» **Короткое задание**
Замените, пожалуйста, во всем списке «tight rectangle» на «close-fitting box» и приведите его целиком, больше ничего не меняя. Строки с картинками в ответ не включайте.

» **Материал для обработки**
:::::

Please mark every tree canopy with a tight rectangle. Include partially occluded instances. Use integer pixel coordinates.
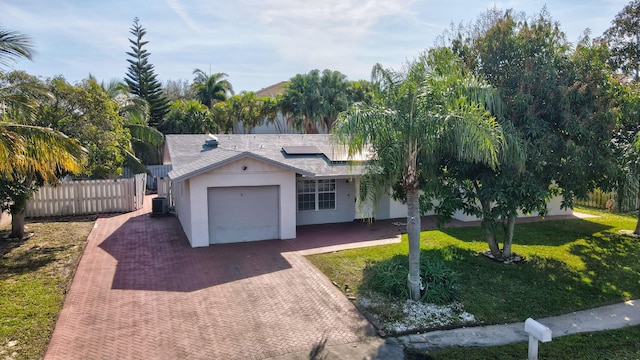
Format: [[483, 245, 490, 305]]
[[334, 48, 502, 300], [125, 17, 169, 127], [436, 10, 613, 260]]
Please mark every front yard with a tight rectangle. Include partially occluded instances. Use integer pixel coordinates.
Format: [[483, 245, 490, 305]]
[[0, 217, 95, 360], [309, 209, 640, 328]]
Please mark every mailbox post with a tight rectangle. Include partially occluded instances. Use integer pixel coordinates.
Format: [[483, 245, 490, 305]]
[[524, 318, 551, 360]]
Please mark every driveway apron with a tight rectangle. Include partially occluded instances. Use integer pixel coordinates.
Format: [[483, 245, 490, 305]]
[[45, 197, 374, 359]]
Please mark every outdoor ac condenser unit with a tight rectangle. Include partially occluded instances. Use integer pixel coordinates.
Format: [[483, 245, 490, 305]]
[[151, 197, 169, 216]]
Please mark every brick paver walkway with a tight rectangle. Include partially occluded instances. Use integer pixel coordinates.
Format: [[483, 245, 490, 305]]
[[45, 198, 373, 360]]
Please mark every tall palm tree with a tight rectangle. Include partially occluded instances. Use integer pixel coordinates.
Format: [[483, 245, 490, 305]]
[[191, 69, 233, 109], [97, 75, 164, 167], [334, 49, 502, 300], [0, 26, 86, 238]]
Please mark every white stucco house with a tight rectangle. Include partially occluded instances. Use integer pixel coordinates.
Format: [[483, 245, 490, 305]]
[[163, 134, 564, 247]]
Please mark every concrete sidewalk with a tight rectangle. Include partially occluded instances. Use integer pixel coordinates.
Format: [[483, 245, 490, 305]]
[[398, 300, 640, 351]]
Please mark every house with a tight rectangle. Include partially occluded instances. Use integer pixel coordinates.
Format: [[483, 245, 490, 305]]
[[163, 134, 406, 247], [163, 134, 564, 247]]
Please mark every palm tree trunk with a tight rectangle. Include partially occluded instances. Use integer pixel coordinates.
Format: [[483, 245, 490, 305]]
[[407, 189, 422, 301], [482, 219, 502, 259], [9, 209, 26, 240], [633, 182, 640, 235], [502, 215, 516, 260], [480, 199, 502, 259]]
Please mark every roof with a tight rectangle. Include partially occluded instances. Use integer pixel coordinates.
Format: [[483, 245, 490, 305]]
[[166, 134, 362, 181], [255, 81, 289, 97]]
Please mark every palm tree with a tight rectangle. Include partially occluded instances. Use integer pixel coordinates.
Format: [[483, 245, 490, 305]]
[[0, 26, 86, 238], [0, 28, 33, 66], [334, 48, 502, 300], [191, 69, 233, 109], [97, 75, 164, 167]]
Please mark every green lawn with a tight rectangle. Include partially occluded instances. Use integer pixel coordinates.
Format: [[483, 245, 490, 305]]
[[0, 217, 95, 359], [309, 209, 640, 324]]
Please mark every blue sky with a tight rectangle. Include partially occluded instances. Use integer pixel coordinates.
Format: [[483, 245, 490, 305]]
[[0, 0, 629, 92]]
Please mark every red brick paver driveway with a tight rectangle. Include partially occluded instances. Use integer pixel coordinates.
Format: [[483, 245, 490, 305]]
[[45, 198, 382, 359]]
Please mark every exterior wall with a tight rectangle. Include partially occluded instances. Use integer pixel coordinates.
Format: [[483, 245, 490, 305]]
[[293, 179, 357, 225], [189, 158, 296, 247], [171, 180, 193, 246]]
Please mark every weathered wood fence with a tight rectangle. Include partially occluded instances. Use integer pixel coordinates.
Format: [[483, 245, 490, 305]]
[[574, 187, 640, 212], [26, 174, 147, 217]]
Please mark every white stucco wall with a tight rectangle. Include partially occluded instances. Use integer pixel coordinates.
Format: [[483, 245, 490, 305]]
[[171, 180, 192, 243], [184, 158, 296, 247]]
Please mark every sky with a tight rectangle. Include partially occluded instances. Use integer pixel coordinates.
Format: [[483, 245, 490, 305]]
[[0, 0, 629, 93]]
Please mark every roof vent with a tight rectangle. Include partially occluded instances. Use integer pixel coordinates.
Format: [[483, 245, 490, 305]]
[[204, 134, 219, 148]]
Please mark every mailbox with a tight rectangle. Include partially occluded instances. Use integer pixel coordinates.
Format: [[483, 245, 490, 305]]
[[524, 318, 551, 342]]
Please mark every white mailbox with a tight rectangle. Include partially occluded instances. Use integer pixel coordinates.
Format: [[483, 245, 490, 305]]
[[524, 318, 551, 360], [524, 318, 551, 342]]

:::::

» **Решение ниже**
Please mark every tree canopy with a close-fitting box. Include partially occluded instances. Use integer pixel coordinates.
Format: [[483, 245, 490, 305]]
[[334, 48, 502, 300], [125, 17, 169, 127], [436, 10, 613, 260]]
Please mark every front yard with a close-fitting box. Include partially occluded instances. Use integer pixel coordinates.
Format: [[483, 245, 490, 305]]
[[0, 217, 95, 360], [309, 209, 640, 328]]
Please mark every mailbox post with a close-fitting box. Include partially occluded instances. Use integer pixel coordinates.
Format: [[483, 245, 490, 305]]
[[524, 318, 551, 360]]
Please mark every driveway apron with a close-fitting box. Include partially occluded instances. Use integer pixel coordinates.
Format: [[483, 245, 490, 305]]
[[45, 197, 374, 359]]
Please mark every outdoor ac condenser unit with a close-fitting box. Include partially occluded instances. Use integer pixel coordinates.
Format: [[483, 245, 490, 305]]
[[151, 197, 169, 216]]
Please mark every brick paver walkway with a close-fitting box. Include partially occluded instances. Use integer pixel coordinates.
Format: [[483, 245, 490, 305]]
[[45, 198, 373, 360]]
Please mark every tall palm tree with a close-fitting box. Include partially occluded instances. Use integer pixel coordinates.
Format: [[483, 245, 490, 305]]
[[191, 69, 233, 109], [97, 75, 164, 167], [334, 49, 502, 300], [0, 26, 86, 238]]
Please mark every white stucco house with a close-fitting box. Include partially occluded instances. Use integer pixel coordinates.
Format: [[483, 245, 490, 305]]
[[163, 134, 564, 247]]
Please mark every concrete sidewalk with a close-fitting box. Include partially occluded instances. Use integer pixel coordinates.
Format: [[483, 245, 490, 305]]
[[398, 300, 640, 351]]
Please mark every house with a close-fitting box. Include partially occluded instances. Use integer pixel coordinates.
Format: [[483, 245, 490, 305]]
[[163, 134, 406, 247], [163, 134, 564, 247]]
Please mark every palm tree trunk with a close-fitting box. Include partially occluded instances. Use integer pixel coordinates.
Format: [[483, 245, 490, 305]]
[[407, 189, 422, 301], [482, 219, 502, 259], [9, 209, 26, 240], [633, 182, 640, 235], [502, 215, 516, 260], [480, 199, 502, 259]]
Please mark every roof with a close-fitting box. Include partially occluded instances. Use integer pixel coordinates.
Format: [[483, 245, 490, 305]]
[[166, 134, 362, 181], [255, 81, 289, 97]]
Please mark every palm tree with a close-fitting box. Include partially occluded instances. Use integer pixel coordinates.
Format: [[483, 245, 490, 305]]
[[0, 26, 86, 238], [0, 28, 33, 66], [334, 48, 502, 300], [191, 69, 233, 109], [97, 75, 164, 167]]
Please mark every green lawn with a close-fitting box. Include partially occluded instances. Use integer pixel coordinates.
Format: [[483, 245, 490, 305]]
[[0, 217, 95, 359], [309, 209, 640, 324]]
Please mark every blue sky with a close-fitting box. Include partially occluded instances. Use integer pixel coordinates.
Format: [[483, 245, 490, 305]]
[[0, 0, 629, 92]]
Please mark every red brick paver driveway with a close-fitting box. Include partially occluded instances. Use integer pixel coordinates.
Format: [[483, 245, 490, 305]]
[[45, 198, 382, 359]]
Please mark every exterior wall with a close-fitting box. Include partially occluded instances. Use integer pixel coordinates.
Format: [[483, 245, 490, 305]]
[[293, 179, 357, 225], [189, 158, 296, 247], [171, 180, 193, 246]]
Please mark every weathered wood fence with a close-fitting box. Include partially occluded instances. Use integer pixel coordinates.
Format: [[483, 245, 490, 305]]
[[574, 187, 640, 212], [26, 174, 147, 217]]
Please mark every white stucco wall with a close-fitting box. Include partially occluded instances. Use integer pixel coordinates.
Format: [[483, 245, 490, 305]]
[[171, 180, 192, 243], [184, 158, 296, 247]]
Please mark every sky with a close-fitting box. Include partially occluded instances. Use integer pixel coordinates.
Format: [[483, 245, 490, 305]]
[[0, 0, 629, 93]]
Please mark every roof vent with a close-fitting box. Include partially occluded instances. Use integer pixel coordinates.
Format: [[483, 245, 490, 305]]
[[204, 134, 219, 148]]
Please mark every mailbox with a close-fitting box. Include partially occluded instances. Use integer pixel coordinates.
Format: [[483, 245, 490, 305]]
[[524, 318, 551, 342]]
Please mark every white mailbox with a close-fitting box. Include partially occluded instances. Use integer pixel coordinates.
Format: [[483, 245, 490, 305]]
[[524, 318, 551, 360], [524, 318, 551, 342]]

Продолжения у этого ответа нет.